*Goal A*:
Pull out every line of the listing that contains the string "person" and copy each one unchanged.

Speaker 1:I always wondered why that is that way, and now I know. Ok, thank you. Now I look at this. I learned something new today.
Speaker 2:Ok, cool, by law, right, when we were developing our contract with him. So, so, anyhow, he has given in the 90s seminars, weekend seminars, full weekend seminars in the three years we've been associated to five people. That's the maximum he will take, right? But he has 40 facilities that are certified in Rotex now, facilities that are certified in Rotex now. And the thing about South Korea is that you can drive from any part of that country to any other part in five hours, right? So if somebody's given a seminar, they are crazy for knowledge over there about golf, crazy for it, and people do not. I'm going. You know he doesn't only represent Rotex, he's an information broker. He does everything, right. So, anyhow, I said, how can you have a seminar like every weekend and have it filled to capacity on putting on, you know, full swing or whatever, because it just happens that way. So, anyhow, enough, enough about Korea.
Speaker 1:That's crazy, I mean, and it's, it's, it's just so interesting to me. Like you know, I've been fortunate and been outside the United States and played golf outside the United States and it's just, golf is so much is viewed so much differently within the United States. And I'm not saying it's not wrong, like if you pay your greens fees and you can keep up with the group in front of you, by all means, man, you're more than welcome and you should be there, like I don't have any problem with that. I don't care what your skill level is, I don't care what your socioeconomic level is, I don't care about any of that stuff. If you can keep up with the group in front of you, play golf, I have no problem with that.

*Provided information*:
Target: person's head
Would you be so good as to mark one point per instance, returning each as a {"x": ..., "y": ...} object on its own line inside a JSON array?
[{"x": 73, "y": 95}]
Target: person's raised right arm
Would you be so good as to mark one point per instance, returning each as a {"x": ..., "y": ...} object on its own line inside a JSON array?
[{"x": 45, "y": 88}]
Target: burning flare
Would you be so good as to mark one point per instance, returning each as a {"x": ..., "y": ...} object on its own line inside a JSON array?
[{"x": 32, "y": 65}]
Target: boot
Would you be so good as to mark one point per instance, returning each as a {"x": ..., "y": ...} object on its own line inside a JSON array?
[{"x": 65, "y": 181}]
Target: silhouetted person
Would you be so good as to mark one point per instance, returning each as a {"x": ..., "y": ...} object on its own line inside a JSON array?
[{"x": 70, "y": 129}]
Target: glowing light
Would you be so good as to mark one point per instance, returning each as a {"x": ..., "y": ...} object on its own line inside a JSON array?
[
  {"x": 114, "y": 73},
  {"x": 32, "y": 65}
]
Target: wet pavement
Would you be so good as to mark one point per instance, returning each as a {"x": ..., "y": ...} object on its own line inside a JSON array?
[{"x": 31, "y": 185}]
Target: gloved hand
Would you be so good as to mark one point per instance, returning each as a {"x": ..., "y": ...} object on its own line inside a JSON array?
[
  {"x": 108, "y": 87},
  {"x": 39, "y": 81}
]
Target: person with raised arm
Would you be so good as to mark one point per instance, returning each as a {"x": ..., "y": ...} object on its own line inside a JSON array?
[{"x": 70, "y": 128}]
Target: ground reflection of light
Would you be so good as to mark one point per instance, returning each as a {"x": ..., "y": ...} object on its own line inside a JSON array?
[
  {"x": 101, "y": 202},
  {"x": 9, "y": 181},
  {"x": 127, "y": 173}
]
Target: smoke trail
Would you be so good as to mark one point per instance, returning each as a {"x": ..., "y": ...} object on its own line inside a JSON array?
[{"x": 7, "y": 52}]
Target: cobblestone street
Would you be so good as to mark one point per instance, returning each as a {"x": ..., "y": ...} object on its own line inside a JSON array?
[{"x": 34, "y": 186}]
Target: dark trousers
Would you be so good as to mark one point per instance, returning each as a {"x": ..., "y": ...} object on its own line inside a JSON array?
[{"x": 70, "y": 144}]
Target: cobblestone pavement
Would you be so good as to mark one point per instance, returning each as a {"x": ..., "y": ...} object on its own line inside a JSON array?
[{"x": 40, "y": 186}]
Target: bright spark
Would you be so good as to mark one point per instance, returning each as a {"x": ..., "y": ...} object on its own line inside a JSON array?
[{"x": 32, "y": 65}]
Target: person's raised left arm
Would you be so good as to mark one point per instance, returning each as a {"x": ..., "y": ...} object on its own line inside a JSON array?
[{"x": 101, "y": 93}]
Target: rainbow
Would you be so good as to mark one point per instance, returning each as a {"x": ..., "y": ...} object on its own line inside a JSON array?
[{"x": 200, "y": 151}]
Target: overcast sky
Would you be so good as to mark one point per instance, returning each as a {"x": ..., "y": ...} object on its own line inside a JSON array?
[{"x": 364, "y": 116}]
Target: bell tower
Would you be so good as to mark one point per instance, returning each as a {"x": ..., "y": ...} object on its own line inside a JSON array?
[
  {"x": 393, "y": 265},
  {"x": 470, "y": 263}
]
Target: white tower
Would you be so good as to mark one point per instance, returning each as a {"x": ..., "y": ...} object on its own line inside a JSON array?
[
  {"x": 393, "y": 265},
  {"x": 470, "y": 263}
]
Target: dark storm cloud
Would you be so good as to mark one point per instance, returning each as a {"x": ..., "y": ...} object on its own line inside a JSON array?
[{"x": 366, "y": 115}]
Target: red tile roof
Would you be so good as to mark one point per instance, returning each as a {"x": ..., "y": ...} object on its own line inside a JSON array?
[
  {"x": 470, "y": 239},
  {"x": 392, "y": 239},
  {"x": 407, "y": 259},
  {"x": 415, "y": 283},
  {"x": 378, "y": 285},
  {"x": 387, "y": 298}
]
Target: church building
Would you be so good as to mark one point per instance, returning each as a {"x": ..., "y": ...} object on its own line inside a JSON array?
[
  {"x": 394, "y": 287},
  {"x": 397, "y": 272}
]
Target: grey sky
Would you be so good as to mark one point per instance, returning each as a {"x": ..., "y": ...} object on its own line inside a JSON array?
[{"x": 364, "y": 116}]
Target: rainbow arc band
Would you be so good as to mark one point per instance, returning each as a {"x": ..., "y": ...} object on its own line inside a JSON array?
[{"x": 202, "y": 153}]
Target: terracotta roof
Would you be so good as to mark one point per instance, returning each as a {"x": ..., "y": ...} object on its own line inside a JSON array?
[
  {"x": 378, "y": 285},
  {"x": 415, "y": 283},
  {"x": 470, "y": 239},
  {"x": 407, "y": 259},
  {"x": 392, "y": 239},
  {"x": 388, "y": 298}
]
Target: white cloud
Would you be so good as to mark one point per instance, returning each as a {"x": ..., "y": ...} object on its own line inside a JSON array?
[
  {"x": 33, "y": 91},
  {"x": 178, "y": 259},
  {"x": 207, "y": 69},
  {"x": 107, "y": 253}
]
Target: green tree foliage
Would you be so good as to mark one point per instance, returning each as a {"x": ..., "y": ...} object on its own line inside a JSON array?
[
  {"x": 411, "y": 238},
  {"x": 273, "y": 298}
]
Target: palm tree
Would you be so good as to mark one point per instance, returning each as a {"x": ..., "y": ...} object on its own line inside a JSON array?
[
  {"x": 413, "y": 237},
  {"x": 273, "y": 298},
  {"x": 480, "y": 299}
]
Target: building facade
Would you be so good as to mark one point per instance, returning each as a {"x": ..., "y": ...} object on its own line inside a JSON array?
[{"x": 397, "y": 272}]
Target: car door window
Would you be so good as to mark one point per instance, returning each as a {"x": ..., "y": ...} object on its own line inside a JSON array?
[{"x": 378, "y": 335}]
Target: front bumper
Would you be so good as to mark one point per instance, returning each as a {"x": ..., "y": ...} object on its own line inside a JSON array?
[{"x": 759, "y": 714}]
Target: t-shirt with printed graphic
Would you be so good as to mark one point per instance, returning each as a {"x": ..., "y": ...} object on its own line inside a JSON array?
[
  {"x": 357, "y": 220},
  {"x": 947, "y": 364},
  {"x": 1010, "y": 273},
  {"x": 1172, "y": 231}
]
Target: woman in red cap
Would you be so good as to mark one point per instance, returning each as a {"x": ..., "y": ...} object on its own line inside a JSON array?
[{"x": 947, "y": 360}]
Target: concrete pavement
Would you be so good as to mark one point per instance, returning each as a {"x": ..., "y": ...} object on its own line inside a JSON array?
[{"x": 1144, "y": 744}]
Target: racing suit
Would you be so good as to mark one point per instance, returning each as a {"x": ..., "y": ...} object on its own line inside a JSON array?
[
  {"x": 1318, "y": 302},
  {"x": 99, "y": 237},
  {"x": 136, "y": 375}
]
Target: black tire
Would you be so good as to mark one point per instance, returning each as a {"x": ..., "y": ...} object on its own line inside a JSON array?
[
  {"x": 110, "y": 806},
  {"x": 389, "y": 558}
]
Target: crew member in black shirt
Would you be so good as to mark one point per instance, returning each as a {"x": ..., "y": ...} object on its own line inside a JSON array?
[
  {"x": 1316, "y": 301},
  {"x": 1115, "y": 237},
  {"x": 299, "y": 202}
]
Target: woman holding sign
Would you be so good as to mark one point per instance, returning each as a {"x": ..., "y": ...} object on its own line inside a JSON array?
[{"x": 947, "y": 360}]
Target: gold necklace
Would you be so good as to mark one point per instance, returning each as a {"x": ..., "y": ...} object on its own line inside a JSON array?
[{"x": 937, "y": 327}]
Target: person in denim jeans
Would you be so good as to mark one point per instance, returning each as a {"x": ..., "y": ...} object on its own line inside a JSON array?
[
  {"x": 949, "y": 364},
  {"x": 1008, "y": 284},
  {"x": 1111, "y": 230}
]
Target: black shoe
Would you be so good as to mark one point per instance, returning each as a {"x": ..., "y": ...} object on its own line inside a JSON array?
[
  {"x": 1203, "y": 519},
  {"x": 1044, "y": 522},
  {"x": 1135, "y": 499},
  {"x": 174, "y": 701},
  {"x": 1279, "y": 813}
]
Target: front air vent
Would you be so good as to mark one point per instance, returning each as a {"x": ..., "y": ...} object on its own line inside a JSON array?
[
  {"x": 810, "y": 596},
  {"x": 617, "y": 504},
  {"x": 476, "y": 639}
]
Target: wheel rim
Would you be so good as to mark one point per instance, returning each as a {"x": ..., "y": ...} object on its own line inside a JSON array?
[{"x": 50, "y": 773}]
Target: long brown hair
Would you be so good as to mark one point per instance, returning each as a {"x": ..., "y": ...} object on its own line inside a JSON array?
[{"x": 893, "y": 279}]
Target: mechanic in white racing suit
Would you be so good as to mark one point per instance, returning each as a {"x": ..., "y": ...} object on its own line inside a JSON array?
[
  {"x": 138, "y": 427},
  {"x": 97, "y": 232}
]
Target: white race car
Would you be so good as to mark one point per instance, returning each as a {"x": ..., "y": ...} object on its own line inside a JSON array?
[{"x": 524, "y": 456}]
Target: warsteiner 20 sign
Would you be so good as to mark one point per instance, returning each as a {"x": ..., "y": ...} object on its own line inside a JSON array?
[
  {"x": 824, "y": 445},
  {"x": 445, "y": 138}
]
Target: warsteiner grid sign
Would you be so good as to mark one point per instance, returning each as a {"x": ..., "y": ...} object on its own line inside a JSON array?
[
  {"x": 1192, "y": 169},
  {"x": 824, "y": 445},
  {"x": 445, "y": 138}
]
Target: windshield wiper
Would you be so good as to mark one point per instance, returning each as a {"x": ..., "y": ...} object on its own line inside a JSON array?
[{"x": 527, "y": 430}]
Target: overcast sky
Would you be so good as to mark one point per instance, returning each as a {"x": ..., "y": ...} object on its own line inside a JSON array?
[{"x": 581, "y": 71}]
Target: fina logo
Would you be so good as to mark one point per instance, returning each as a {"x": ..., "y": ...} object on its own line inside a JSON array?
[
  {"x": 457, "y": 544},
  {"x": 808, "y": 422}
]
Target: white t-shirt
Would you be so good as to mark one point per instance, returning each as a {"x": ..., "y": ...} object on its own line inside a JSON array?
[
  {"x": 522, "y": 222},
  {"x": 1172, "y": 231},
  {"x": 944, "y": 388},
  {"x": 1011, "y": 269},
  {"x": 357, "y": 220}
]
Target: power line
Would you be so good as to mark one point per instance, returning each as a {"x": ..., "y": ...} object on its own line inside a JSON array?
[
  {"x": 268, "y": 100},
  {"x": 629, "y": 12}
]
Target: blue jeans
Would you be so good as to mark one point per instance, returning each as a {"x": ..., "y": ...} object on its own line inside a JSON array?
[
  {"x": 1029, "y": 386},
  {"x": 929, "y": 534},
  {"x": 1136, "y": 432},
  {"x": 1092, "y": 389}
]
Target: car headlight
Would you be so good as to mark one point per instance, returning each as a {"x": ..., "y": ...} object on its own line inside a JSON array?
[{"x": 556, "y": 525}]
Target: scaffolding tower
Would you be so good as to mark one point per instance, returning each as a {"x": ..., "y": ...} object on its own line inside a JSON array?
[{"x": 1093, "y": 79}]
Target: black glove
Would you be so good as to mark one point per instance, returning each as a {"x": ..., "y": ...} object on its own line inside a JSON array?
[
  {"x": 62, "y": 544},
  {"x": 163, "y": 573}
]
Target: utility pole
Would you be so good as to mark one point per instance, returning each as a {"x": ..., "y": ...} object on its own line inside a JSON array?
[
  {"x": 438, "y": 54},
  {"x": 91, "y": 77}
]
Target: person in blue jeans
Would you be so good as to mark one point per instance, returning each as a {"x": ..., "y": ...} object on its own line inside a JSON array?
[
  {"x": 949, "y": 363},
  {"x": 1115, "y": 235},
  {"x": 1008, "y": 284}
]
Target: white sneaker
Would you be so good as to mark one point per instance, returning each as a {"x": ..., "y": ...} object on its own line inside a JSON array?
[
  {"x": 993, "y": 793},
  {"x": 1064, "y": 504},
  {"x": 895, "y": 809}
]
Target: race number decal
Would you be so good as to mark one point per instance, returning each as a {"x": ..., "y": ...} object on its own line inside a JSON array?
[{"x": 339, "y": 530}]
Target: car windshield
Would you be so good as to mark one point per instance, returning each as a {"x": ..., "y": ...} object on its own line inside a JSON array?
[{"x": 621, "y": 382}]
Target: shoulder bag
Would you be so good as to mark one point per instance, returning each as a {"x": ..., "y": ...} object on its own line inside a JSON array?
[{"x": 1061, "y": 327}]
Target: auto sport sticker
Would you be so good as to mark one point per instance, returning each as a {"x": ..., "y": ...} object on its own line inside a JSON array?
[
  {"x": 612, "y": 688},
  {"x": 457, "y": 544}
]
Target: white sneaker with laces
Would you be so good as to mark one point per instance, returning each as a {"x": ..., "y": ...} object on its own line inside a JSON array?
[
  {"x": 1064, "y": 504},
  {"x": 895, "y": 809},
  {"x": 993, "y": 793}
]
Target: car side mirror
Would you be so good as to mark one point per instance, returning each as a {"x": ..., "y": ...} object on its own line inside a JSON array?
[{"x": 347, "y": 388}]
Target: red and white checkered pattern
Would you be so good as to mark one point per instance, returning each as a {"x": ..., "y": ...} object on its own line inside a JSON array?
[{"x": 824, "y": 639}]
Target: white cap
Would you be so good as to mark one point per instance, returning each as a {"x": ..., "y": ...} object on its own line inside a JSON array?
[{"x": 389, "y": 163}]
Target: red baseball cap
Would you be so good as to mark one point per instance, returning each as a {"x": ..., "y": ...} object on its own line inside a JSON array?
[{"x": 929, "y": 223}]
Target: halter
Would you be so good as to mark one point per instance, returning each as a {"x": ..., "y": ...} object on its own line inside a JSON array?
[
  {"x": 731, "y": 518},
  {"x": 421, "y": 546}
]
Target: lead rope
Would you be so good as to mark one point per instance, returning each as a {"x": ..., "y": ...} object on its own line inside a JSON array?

*Goal B*:
According to the golf conversation, how long does it take to drive from any part of South Korea to any other part?

*Finished answer A*:
Target: person's head
Target: person's raised right arm
Target: silhouetted person
Target: person with raised arm
Target: person's raised left arm
Target: person in denim jeans
Target: person in blue jeans

*Finished answer B*:
Five hours.